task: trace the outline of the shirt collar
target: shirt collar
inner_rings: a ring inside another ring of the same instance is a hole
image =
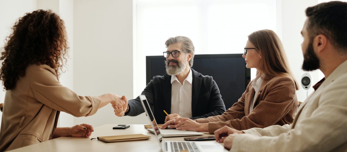
[[[172,84],[172,82],[175,81],[177,81],[177,82],[179,82],[178,79],[176,77],[176,75],[171,75],[171,84]],[[184,84],[184,82],[186,81],[189,82],[191,84],[192,84],[192,83],[193,82],[193,74],[192,73],[192,69],[189,69],[189,73],[188,74],[188,75],[187,76],[187,78],[186,78],[186,79],[184,79],[184,81],[183,81],[183,84]]]
[[[266,76],[266,75],[265,74],[262,74],[261,77],[260,74],[257,75],[256,77],[255,77],[255,79],[254,79],[254,80],[252,82],[252,85],[260,87],[261,84],[259,83],[261,83],[262,82],[263,79],[264,79]]]

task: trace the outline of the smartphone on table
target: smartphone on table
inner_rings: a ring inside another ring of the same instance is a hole
[[[118,125],[113,127],[113,129],[125,129],[130,127],[129,125]]]
[[[206,141],[207,140],[214,140],[215,138],[214,136],[200,136],[199,137],[186,137],[184,138],[187,141]]]

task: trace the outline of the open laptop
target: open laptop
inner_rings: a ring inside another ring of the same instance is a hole
[[[147,117],[150,121],[151,122],[152,128],[155,131],[154,135],[159,145],[161,147],[163,152],[176,152],[184,150],[189,152],[228,152],[228,151],[215,141],[165,141],[161,134],[162,131],[165,129],[160,129],[158,127],[155,119],[153,116],[149,104],[147,102],[146,96],[144,95],[140,95],[140,100],[142,104]]]

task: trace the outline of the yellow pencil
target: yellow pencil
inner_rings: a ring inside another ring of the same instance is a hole
[[[164,113],[165,113],[165,114],[166,114],[166,115],[168,115],[168,115],[169,115],[169,114],[168,114],[168,113],[167,113],[166,112],[166,111],[165,111],[165,110],[163,110],[163,111],[164,111]]]

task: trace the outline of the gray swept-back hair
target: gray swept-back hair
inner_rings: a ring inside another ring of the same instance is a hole
[[[177,36],[175,37],[170,37],[165,42],[165,45],[166,48],[168,48],[169,45],[174,44],[179,42],[182,42],[183,44],[182,49],[184,51],[187,51],[188,53],[192,52],[193,56],[191,61],[189,61],[189,66],[190,67],[193,66],[193,59],[194,59],[194,45],[192,40],[188,37],[183,36]]]

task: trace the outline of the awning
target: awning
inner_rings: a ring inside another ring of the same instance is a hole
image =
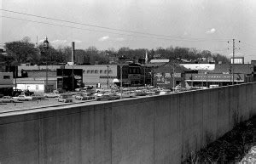
[[[114,79],[113,80],[113,82],[119,82],[119,79],[114,78]]]

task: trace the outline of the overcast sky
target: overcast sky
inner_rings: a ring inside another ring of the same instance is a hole
[[[72,41],[76,42],[77,48],[84,49],[89,46],[95,46],[99,49],[108,48],[117,49],[120,47],[151,49],[157,47],[178,46],[206,49],[230,56],[232,44],[227,41],[231,42],[231,39],[235,38],[237,47],[236,54],[244,55],[246,61],[256,59],[255,0],[2,0],[1,2],[2,9],[113,29],[163,35],[163,37],[139,37],[135,36],[142,34],[65,23],[0,10],[2,16],[62,25],[1,17],[2,44],[20,40],[26,36],[35,42],[37,36],[39,41],[47,36],[49,42],[55,47],[71,45]],[[167,37],[168,39],[155,38]],[[241,43],[238,43],[238,41],[241,41]]]

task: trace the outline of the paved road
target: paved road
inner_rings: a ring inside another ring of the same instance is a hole
[[[130,98],[134,99],[134,98]],[[136,99],[136,98],[135,98]],[[25,110],[36,110],[40,108],[48,108],[48,107],[60,107],[60,106],[67,106],[67,105],[79,105],[80,104],[86,104],[86,105],[93,105],[93,104],[101,104],[104,102],[109,101],[84,101],[84,100],[78,100],[73,98],[73,103],[63,103],[58,102],[55,99],[55,98],[48,98],[44,100],[34,100],[34,101],[20,101],[18,103],[5,103],[0,104],[0,114],[1,113],[7,113],[7,112],[13,112],[13,111],[20,111]],[[114,101],[119,101],[114,100]]]

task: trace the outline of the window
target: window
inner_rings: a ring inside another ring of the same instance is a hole
[[[4,76],[3,76],[3,79],[9,79],[9,76],[4,75]]]

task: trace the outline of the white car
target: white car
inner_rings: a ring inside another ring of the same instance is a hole
[[[44,96],[45,96],[46,98],[57,98],[59,96],[61,96],[61,94],[58,94],[56,93],[48,93],[44,94]]]
[[[32,101],[33,98],[32,96],[26,95],[19,95],[18,97],[13,97],[14,99],[17,99],[19,101]]]
[[[101,93],[101,92],[104,92],[104,88],[96,88],[95,92],[96,93]]]

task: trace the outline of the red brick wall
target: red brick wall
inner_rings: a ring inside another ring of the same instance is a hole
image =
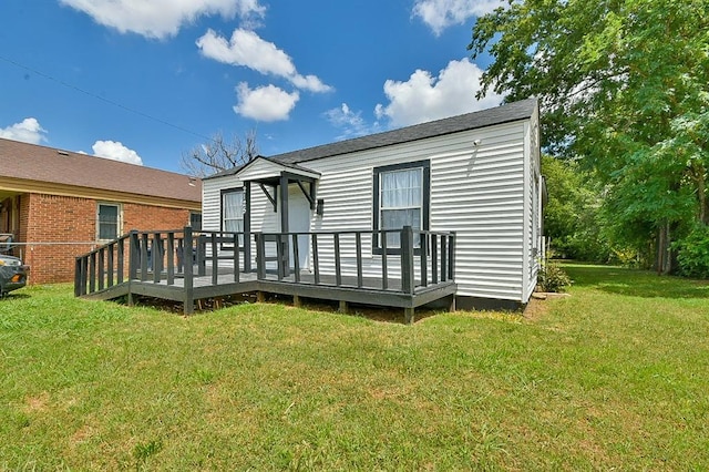
[[[102,244],[95,242],[99,203],[119,202],[43,194],[22,195],[20,240],[30,243],[23,254],[24,264],[31,267],[30,284],[74,279],[74,258]],[[121,234],[131,229],[177,229],[189,222],[188,209],[127,203],[122,204],[122,209],[123,225],[119,228]]]

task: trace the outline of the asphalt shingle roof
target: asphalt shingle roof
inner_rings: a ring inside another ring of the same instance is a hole
[[[532,116],[535,109],[536,99],[527,99],[494,109],[482,110],[429,123],[415,124],[413,126],[407,126],[384,133],[371,134],[369,136],[356,137],[332,144],[325,144],[321,146],[278,154],[270,158],[284,164],[298,164],[301,162],[315,161],[340,154],[409,143],[428,137],[442,136],[461,131],[475,130],[479,127],[524,120]]]
[[[187,175],[4,138],[0,138],[0,177],[202,201],[201,181],[189,185]]]

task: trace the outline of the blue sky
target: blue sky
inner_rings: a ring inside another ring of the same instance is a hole
[[[0,137],[182,172],[495,106],[466,45],[499,0],[3,0]]]

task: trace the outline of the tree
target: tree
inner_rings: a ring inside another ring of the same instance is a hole
[[[554,254],[594,263],[613,260],[598,209],[602,189],[595,181],[577,162],[549,155],[542,155],[542,172],[548,192],[544,234]]]
[[[707,0],[510,0],[480,18],[487,89],[540,99],[543,144],[604,185],[618,238],[672,268],[672,242],[709,219]]]
[[[234,135],[230,141],[226,141],[222,133],[216,133],[208,142],[184,153],[179,165],[188,175],[205,177],[244,165],[257,155],[255,131],[248,132],[244,140]]]

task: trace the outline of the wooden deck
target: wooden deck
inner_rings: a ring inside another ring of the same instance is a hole
[[[347,236],[342,233],[193,235],[188,227],[132,232],[76,258],[74,293],[104,300],[127,296],[129,304],[135,295],[167,299],[183,302],[186,315],[193,312],[196,300],[247,293],[288,295],[295,304],[301,297],[336,300],[345,310],[348,304],[402,308],[408,322],[413,322],[417,307],[439,300],[454,307],[453,234],[415,232],[419,244],[414,247],[411,228],[397,232],[401,242],[398,254],[379,256],[381,270],[372,275],[362,267],[366,233],[371,236],[371,232],[351,232],[352,247],[345,247]],[[382,233],[377,237],[386,242],[387,232],[377,233]],[[248,236],[255,239],[254,259],[250,244],[243,243],[249,242]],[[302,242],[305,236],[312,249],[308,269],[298,263],[298,237]],[[335,258],[329,263],[318,253],[326,247],[326,239],[335,243],[330,247]],[[269,243],[274,246],[270,253]],[[225,252],[225,245],[230,250]],[[357,257],[349,267],[340,255],[351,249]],[[386,243],[383,249],[387,254]],[[183,255],[191,253],[193,264],[185,264]],[[393,270],[392,259],[397,263]]]

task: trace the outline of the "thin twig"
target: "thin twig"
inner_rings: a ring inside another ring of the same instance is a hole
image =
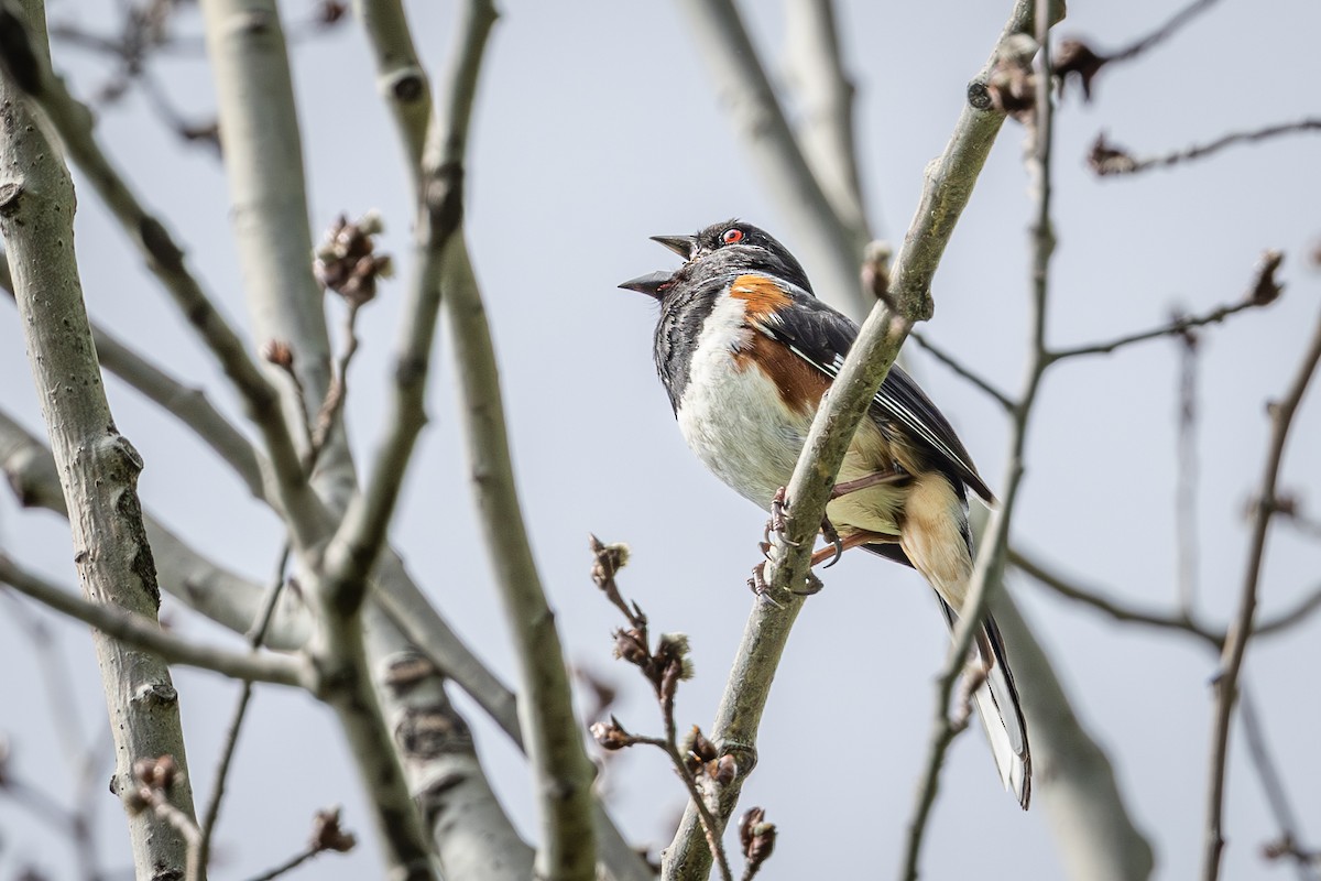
..........
* Problem statement *
Please report every line of the entries above that contains the string "swept", treating uppercase and lowercase as different.

* Result of the exercise *
task: trace the outline of the gray swept-back hair
target: gray swept-back hair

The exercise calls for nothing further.